- WORK ITEM: The expected answer is the set of lines in the data below between the line holding "target | plate" and the line holding "target | newspaper", inclusive, written out exactly.

[Records from a data collection]
□ □ □ □ □

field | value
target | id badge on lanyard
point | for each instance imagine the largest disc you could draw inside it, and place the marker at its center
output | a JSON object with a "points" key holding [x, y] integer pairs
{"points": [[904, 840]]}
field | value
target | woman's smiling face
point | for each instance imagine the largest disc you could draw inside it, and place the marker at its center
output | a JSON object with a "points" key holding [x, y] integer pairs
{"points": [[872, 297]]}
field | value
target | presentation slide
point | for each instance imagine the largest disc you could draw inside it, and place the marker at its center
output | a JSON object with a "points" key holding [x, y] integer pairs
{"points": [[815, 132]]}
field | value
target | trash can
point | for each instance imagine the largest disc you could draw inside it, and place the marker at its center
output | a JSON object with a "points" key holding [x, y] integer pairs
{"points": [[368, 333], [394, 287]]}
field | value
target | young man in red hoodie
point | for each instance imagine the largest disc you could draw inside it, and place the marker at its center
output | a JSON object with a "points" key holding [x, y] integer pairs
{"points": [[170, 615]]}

□ □ □ □ □

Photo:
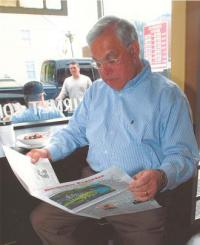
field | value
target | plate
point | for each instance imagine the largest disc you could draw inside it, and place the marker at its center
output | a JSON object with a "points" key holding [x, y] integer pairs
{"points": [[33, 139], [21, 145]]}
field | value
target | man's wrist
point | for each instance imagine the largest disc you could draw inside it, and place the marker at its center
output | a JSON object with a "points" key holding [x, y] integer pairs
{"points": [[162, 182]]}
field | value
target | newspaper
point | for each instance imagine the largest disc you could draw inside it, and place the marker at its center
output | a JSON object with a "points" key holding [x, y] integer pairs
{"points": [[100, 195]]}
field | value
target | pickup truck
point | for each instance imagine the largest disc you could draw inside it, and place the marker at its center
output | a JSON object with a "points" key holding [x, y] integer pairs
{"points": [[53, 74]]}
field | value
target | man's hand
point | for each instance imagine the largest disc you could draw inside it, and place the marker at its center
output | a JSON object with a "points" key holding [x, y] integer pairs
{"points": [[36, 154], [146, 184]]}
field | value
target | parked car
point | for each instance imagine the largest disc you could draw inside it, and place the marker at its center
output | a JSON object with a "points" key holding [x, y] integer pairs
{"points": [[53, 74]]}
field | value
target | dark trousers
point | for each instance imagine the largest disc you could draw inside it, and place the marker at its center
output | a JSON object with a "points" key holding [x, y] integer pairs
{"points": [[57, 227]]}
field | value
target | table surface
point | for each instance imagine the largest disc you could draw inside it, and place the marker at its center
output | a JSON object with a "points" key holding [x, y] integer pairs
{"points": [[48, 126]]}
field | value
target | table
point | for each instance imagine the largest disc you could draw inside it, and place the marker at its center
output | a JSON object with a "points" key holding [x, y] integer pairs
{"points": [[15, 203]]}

□ □ □ □ □

- WRITTEN RESPONSE:
target | plate
point | for each instance imagine the largest disc you could draw inside it, and place the marker at its center
output | a JSON object with a "points" key holding [x, y] integer pairs
{"points": [[33, 139], [21, 145]]}
field | value
target | man's wrist
point | for each instance imagine the largest disc you could draw inside it, and place the marker at its center
output | a JSON object with a "points" key holding [x, y] integer pairs
{"points": [[162, 182]]}
field | value
target | newspaper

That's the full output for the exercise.